§ **Texto**:
######
Em VEJA: Governo faz chantagem para garantir aprovação de nova manobra fiscal

Publicado em 02/12/2014 06:36
Planalto libera 444 milhões de reais para os parlamentares, mas condiciona repasse a aprovação de lei que dribla meta de superávit de 2014

A troca de interesses entre o Executivo e o Congresso ganhou cores explícitas e a chancela doDiário Oficial: em ato publicado em edição extra na última sexta-feira, o governo anunciou a liberação de mais 444 milhões de reais em emendas - desde que os parlamentares aprovem a mudança na Lei de Diretrizes Orçamentárias (LDO) que permite ao governo se livrar da meta de superávit primário prevista para 2014. A meta é a economia feita pelo governo para o pagamento dos juros da dívida. Diante do aumento dos gastos públicos em 2014, sem que houvesse também a elevação da arrecadação, o governo se encontra numa encruzilhada: se não mudar a LDO, não conseguirá cumprir a meta.
######
§ **Dados exibidos**:
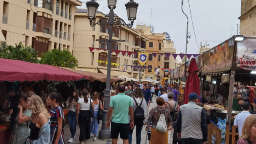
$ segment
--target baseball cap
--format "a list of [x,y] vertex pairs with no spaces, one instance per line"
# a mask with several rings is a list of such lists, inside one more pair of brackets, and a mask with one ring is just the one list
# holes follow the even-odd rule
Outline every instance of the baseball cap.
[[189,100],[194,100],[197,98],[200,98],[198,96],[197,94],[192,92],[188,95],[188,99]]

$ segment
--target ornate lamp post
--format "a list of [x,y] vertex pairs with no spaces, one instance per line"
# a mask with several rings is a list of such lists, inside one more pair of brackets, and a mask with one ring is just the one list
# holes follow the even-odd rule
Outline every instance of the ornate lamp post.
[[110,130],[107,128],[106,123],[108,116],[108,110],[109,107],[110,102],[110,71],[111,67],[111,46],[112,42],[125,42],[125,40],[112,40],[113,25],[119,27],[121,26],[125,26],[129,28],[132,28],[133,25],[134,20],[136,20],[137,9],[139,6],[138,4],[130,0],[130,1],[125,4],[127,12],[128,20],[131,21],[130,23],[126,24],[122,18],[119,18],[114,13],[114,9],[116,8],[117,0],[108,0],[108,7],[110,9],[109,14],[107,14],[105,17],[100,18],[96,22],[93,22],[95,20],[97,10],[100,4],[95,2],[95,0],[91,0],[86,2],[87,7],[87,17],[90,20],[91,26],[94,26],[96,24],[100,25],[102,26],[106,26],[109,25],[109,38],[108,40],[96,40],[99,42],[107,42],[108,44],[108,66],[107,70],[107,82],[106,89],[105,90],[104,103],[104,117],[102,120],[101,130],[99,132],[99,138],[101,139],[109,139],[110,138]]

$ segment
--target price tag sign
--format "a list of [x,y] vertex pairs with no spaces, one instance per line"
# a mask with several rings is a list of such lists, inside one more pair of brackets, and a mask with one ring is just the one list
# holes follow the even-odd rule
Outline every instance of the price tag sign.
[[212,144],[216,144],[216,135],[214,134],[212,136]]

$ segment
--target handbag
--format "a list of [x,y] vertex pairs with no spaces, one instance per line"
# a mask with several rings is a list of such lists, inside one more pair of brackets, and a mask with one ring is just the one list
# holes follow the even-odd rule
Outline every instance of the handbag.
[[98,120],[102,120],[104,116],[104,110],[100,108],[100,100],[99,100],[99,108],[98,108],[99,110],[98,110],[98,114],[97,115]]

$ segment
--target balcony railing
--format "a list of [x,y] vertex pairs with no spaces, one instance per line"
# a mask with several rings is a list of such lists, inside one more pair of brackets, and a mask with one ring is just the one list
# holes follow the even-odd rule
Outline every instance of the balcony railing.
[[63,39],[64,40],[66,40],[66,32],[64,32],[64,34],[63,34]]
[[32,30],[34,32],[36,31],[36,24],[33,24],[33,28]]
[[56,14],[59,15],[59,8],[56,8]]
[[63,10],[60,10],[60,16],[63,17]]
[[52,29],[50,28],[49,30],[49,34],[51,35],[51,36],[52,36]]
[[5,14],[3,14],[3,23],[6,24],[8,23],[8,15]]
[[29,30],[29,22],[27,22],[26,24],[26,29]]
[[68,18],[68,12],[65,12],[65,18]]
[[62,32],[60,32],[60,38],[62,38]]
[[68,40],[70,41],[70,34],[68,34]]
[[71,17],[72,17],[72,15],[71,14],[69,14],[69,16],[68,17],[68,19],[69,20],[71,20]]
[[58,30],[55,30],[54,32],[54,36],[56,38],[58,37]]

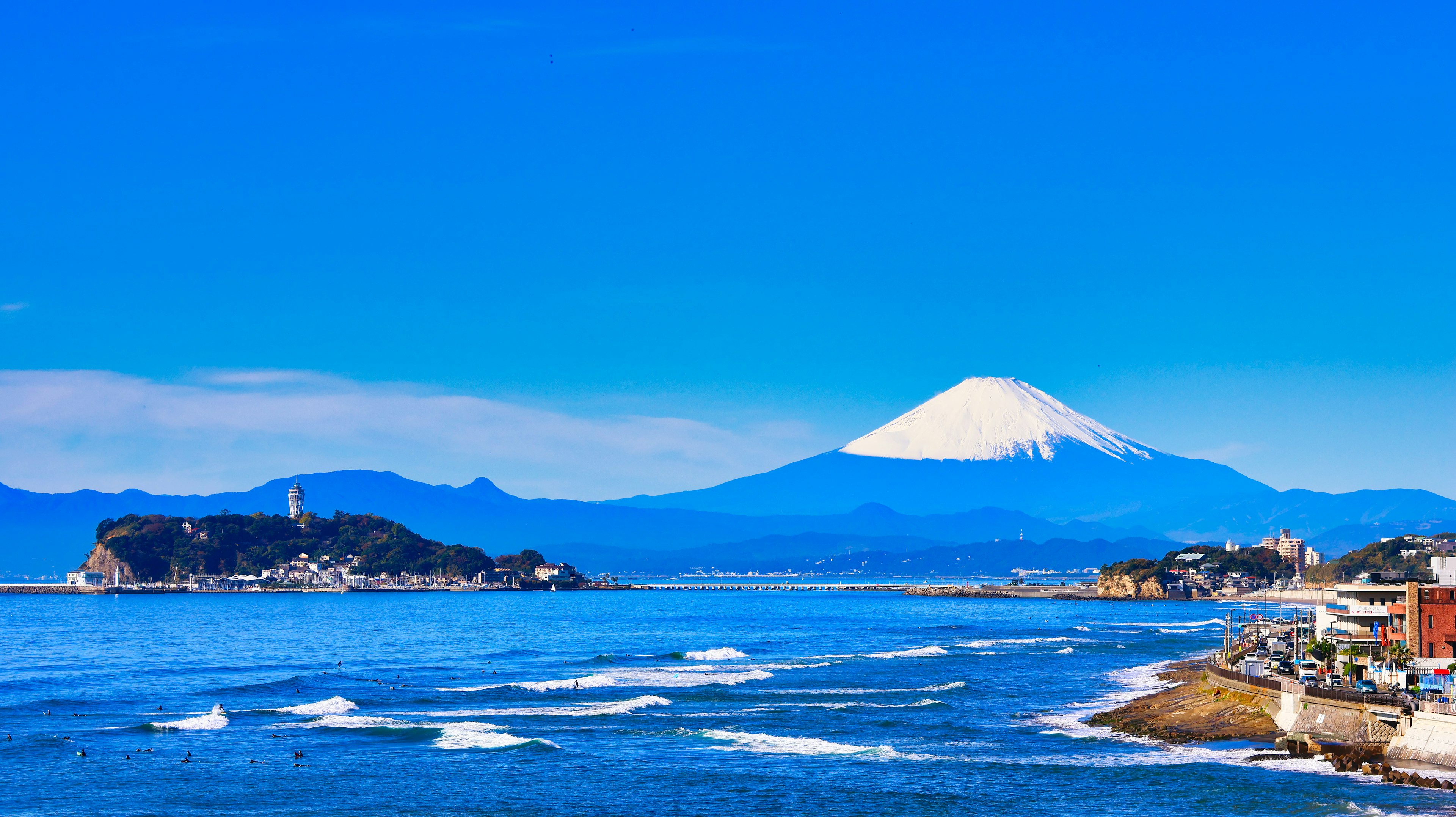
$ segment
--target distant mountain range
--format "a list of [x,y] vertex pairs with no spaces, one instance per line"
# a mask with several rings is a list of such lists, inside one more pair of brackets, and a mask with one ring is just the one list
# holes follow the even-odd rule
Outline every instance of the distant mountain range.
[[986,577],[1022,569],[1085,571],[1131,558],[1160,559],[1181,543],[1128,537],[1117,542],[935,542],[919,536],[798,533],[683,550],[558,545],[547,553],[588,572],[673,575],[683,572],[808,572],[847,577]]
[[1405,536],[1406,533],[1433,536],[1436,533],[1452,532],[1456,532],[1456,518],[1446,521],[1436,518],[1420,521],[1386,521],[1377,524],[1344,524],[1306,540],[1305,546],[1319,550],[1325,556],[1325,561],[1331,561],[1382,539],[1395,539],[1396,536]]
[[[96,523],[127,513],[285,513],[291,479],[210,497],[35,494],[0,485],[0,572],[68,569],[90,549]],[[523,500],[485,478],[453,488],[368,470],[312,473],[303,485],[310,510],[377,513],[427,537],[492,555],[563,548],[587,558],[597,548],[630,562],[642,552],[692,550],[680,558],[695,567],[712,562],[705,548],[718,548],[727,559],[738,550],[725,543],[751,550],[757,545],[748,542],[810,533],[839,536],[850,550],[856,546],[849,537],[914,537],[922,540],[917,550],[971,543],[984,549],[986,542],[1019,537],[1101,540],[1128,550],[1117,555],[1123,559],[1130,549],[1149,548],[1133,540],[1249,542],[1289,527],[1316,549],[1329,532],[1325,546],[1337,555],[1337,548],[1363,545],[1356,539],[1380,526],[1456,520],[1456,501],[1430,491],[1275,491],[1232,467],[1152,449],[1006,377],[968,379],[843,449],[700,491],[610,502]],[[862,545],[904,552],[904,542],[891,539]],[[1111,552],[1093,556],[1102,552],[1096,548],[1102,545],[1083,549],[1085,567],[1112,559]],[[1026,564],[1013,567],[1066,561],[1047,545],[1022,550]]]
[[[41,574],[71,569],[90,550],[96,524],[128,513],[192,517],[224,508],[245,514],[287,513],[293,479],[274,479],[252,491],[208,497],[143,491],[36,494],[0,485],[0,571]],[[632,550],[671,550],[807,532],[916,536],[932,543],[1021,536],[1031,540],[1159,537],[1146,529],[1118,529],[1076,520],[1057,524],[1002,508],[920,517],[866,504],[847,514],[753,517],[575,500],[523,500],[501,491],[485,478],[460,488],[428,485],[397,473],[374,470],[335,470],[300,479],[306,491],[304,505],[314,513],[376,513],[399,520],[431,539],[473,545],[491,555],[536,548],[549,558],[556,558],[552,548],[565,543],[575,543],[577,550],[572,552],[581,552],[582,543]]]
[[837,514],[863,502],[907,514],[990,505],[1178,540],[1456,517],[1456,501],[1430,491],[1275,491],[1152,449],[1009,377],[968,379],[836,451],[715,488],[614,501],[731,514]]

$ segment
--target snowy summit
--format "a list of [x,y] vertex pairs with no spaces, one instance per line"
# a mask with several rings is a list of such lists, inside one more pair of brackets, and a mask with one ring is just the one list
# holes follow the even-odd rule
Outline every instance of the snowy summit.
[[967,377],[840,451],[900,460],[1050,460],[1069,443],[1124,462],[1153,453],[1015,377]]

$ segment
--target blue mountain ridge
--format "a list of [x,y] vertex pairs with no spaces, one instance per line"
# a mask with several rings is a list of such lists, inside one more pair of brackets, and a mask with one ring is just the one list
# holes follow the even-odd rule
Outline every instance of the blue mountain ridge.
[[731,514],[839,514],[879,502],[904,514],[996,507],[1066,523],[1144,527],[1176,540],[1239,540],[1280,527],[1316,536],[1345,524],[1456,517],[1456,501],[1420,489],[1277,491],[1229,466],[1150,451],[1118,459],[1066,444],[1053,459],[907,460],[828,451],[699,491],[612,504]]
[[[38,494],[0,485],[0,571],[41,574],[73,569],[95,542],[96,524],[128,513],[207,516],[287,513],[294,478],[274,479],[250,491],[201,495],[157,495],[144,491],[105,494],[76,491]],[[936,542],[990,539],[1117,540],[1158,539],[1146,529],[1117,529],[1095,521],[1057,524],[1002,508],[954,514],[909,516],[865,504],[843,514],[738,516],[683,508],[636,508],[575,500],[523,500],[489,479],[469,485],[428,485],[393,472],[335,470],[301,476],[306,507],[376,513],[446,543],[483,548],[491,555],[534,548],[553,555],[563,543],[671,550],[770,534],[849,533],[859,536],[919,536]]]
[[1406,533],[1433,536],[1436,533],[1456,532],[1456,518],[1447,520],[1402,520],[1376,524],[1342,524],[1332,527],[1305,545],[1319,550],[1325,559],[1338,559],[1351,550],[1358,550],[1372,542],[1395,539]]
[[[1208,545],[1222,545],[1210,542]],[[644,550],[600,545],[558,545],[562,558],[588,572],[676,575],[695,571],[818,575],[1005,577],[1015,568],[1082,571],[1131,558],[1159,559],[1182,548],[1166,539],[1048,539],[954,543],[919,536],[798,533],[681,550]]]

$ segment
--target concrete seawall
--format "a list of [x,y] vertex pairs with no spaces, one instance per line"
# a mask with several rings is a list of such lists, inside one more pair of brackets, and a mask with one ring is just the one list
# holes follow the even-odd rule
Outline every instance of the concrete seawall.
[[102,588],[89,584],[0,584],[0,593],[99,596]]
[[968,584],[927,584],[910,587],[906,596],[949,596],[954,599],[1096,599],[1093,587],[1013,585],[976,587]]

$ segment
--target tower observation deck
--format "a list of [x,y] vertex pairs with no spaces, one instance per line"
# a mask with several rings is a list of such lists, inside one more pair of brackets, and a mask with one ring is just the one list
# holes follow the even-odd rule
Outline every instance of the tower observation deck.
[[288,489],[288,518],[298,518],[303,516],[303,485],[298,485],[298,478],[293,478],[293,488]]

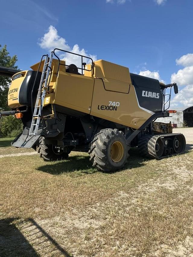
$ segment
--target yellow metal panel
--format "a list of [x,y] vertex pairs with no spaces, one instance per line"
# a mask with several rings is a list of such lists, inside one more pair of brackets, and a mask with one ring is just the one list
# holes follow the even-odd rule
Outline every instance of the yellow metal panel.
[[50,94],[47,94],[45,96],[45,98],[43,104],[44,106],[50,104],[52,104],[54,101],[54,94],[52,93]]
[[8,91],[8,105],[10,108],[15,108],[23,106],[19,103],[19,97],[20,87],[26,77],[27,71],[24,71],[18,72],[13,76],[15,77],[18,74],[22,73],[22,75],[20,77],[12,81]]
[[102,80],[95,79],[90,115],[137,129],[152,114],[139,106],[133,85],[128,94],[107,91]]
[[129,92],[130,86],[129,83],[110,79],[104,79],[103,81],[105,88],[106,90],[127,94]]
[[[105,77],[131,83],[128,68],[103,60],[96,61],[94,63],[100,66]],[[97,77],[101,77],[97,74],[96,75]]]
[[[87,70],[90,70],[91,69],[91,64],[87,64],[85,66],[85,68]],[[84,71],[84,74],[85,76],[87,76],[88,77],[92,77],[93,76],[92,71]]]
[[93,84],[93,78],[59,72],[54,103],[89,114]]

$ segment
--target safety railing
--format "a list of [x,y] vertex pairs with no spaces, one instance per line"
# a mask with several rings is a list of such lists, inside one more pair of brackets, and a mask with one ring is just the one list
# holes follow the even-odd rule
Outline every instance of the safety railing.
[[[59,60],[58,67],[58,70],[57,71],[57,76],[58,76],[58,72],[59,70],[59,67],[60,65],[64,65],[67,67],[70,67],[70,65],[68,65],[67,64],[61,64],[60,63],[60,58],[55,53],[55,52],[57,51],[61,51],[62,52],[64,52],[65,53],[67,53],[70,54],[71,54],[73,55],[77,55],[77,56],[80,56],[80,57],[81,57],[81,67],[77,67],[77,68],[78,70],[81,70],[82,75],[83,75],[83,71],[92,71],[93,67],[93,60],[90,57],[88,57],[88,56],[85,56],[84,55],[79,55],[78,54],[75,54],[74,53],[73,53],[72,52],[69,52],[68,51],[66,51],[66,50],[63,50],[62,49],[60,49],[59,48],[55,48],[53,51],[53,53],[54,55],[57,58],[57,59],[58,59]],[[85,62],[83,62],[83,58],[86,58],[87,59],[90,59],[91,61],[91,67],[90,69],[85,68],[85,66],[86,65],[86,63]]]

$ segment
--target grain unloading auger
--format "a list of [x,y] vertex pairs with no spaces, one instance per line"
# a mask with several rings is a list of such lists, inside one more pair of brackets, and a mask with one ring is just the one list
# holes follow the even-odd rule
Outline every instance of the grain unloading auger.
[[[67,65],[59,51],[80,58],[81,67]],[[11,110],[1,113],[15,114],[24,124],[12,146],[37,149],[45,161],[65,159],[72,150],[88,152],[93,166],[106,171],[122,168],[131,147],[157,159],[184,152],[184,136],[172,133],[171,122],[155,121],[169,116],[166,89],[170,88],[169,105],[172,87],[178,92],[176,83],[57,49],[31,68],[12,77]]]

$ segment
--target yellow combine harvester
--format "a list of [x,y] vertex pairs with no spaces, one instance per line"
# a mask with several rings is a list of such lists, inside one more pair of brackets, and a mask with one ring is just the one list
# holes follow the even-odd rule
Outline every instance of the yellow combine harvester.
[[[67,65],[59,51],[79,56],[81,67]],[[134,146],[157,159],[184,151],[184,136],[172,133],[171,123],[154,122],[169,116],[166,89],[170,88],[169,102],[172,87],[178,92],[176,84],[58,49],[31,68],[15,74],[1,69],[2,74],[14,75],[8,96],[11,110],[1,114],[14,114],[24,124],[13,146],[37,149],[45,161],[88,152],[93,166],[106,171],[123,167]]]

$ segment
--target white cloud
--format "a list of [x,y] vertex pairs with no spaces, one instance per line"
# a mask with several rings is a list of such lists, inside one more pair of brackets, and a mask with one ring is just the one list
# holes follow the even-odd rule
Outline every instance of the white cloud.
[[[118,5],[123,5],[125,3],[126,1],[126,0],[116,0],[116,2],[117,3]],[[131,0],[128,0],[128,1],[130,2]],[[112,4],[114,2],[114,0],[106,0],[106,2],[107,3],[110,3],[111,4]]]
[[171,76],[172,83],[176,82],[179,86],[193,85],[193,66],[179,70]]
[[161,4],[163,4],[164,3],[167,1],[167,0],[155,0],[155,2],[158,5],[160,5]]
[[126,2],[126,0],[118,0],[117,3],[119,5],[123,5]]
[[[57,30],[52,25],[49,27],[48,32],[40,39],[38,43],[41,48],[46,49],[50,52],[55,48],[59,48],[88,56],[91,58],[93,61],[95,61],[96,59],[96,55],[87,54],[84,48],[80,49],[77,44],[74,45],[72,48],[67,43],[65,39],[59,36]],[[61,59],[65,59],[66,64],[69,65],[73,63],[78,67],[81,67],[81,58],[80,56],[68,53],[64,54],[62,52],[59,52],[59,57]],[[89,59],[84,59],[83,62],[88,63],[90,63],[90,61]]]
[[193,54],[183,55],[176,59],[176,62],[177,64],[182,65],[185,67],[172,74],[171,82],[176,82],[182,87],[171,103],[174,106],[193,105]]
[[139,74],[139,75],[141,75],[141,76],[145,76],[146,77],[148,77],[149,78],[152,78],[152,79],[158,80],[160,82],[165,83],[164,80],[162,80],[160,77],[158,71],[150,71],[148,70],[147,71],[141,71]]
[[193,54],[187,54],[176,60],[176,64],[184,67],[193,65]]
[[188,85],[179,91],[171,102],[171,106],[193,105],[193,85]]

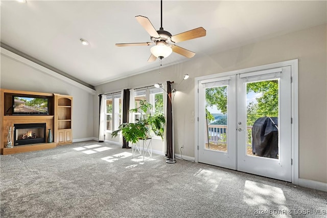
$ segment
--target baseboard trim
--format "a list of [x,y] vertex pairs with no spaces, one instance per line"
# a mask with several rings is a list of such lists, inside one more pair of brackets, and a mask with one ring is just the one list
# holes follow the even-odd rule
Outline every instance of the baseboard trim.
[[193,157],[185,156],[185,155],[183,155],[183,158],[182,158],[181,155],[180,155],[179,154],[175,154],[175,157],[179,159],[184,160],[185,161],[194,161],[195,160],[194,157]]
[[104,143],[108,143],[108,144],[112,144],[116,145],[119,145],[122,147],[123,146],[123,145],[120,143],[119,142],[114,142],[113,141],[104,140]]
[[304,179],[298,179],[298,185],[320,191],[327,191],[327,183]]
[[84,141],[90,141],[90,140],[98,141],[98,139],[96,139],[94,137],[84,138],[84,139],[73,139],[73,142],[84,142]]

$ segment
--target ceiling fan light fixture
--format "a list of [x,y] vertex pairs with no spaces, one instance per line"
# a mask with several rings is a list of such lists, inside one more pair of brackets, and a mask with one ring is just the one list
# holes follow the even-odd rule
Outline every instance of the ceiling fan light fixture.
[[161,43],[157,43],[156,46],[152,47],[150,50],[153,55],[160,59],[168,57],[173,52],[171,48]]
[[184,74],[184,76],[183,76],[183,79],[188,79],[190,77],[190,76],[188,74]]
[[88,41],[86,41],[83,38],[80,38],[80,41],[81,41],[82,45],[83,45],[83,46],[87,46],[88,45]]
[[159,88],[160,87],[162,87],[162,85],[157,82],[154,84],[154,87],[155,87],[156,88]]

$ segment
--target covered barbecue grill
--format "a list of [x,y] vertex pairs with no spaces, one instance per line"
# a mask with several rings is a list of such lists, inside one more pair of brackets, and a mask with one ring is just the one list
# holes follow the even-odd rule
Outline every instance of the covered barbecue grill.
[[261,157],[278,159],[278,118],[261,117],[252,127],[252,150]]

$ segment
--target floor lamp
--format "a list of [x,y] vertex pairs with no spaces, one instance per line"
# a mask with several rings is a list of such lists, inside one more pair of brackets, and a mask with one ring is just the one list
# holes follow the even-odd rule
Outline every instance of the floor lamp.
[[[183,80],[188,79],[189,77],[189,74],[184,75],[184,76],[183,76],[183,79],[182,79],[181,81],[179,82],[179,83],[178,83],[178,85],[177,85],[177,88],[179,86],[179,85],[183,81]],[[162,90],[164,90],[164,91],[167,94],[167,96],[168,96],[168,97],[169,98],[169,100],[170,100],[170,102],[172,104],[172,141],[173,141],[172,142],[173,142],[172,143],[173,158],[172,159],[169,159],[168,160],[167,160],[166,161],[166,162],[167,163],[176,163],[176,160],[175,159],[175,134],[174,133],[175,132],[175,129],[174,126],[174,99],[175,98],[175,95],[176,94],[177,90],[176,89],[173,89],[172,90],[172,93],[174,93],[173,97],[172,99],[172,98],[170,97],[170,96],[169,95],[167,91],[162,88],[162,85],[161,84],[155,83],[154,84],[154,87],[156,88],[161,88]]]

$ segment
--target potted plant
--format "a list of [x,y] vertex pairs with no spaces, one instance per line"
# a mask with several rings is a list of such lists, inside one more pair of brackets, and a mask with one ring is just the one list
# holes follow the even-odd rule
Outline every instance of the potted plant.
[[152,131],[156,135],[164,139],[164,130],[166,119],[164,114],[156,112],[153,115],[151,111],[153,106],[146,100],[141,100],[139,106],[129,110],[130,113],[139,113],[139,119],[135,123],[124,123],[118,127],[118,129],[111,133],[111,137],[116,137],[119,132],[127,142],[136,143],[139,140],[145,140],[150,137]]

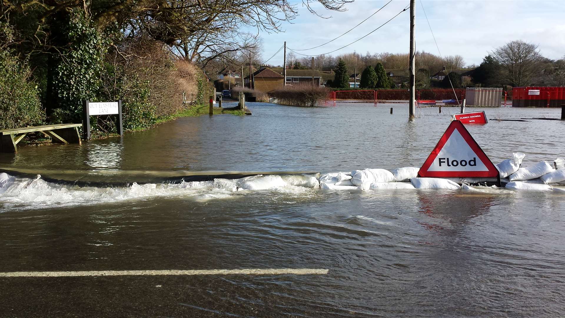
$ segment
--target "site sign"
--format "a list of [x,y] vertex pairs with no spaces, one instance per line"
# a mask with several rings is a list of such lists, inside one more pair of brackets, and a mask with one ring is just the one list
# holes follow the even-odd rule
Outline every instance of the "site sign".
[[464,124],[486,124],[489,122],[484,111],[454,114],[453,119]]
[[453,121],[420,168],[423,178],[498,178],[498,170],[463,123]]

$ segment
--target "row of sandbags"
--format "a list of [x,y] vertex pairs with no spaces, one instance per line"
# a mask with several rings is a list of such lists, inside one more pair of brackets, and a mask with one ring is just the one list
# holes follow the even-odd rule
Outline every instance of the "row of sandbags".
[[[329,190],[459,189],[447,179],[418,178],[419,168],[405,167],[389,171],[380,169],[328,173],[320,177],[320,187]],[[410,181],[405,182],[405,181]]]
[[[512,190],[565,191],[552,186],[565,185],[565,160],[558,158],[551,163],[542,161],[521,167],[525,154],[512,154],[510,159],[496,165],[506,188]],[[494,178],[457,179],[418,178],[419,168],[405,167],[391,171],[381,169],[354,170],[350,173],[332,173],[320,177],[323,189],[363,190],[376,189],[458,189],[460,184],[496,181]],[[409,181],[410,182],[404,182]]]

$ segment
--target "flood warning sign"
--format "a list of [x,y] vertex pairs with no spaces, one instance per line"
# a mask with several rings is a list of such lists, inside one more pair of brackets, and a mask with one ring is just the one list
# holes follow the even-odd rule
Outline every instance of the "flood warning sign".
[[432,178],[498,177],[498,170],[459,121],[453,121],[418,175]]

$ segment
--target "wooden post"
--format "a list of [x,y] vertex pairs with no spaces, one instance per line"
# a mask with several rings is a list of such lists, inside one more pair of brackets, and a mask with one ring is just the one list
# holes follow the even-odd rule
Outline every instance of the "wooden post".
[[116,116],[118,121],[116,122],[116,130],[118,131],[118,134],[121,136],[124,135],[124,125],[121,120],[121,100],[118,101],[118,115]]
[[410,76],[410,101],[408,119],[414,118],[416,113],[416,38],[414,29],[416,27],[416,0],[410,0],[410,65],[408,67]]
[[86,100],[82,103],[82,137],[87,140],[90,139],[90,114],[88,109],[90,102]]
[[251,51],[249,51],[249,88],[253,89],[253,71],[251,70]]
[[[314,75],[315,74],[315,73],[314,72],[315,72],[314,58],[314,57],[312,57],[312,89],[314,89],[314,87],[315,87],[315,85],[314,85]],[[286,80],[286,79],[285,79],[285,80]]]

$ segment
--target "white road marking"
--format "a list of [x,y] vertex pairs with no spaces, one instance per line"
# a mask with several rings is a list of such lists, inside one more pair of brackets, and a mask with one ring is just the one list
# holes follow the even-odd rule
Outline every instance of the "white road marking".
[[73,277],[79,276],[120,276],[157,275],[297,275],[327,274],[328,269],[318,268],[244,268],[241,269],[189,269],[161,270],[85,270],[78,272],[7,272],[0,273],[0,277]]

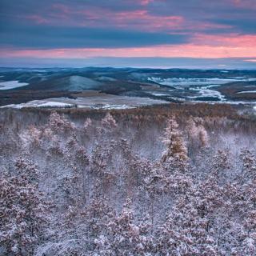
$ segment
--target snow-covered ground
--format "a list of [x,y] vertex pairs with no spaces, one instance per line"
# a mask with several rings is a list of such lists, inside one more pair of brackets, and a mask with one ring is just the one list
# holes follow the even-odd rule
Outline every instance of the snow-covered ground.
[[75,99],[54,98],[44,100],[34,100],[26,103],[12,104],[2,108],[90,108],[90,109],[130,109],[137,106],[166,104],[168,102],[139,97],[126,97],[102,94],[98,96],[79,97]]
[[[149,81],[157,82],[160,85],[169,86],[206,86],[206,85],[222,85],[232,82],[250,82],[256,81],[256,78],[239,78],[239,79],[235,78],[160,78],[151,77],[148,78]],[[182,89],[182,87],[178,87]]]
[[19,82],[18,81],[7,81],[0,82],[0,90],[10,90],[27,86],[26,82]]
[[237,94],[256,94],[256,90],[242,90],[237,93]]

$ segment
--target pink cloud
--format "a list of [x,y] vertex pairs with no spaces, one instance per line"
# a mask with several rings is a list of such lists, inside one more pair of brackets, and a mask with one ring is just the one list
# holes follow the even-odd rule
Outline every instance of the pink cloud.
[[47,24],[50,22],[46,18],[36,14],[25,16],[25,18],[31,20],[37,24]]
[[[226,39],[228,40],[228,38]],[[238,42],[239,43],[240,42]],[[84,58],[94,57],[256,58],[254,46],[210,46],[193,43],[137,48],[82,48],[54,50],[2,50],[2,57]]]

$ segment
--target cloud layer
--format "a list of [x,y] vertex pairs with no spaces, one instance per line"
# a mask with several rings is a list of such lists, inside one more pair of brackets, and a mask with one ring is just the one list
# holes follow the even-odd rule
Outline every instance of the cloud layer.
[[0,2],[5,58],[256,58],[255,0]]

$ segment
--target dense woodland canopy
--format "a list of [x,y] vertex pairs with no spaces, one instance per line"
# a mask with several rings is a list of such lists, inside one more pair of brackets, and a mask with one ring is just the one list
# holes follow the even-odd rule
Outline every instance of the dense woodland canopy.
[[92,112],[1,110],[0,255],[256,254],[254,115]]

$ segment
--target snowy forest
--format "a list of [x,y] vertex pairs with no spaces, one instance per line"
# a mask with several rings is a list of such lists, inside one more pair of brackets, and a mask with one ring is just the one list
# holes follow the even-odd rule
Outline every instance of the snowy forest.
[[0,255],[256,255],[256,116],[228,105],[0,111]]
######
§ **Tarefas**:
A. Reproduza o trecho do texto sobre a manobra fiscal que começa nas palavras "A troca de interesses" e termina depois de "cumprir a meta.".
B. Reescreva em forma de lista o parágrafo do texto sobre a manobra fiscal que começa com "A troca de interesses", mantendo os fatos principais.

§ **Respostas**:
A.
A troca de interesses entre o Executivo e o Congresso ganhou cores explícitas e a chancela doDiário Oficial: em ato publicado em edição extra na última sexta-feira, o governo anunciou a liberação de mais 444 milhões de reais em emendas - desde que os parlamentares aprovem a mudança na Lei de Diretrizes Orçamentárias (LDO) que permite ao governo se livrar da meta de superávit primário prevista para 2014. A meta é a economia feita pelo governo para o pagamento dos juros da dívida. Diante do aumento dos gastos públicos em 2014, sem que houvesse também a elevação da arrecadação, o governo se encontra numa encruzilhada: se não mudar a LDO, não conseguirá cumprir a meta.

B.
- A troca de interesses entre o Executivo e o Congresso ficou explícita, com a chancela do Diário Oficial.
- Em ato publicado em edição extra na última sexta-feira, o governo anunciou a liberação de mais 444 milhões de reais em emendas.
- A liberação depende de os parlamentares aprovarem a mudança na Lei de Diretrizes Orçamentárias (LDO). Essa mudança livra o governo da meta de superávit primário prevista para 2014.
- A meta é a economia feita pelo governo para pagar os juros da dívida.
- Os gastos públicos aumentaram em 2014 sem elevação da arrecadação. Por isso, sem mudar a LDO, o governo não conseguirá cumprir a meta.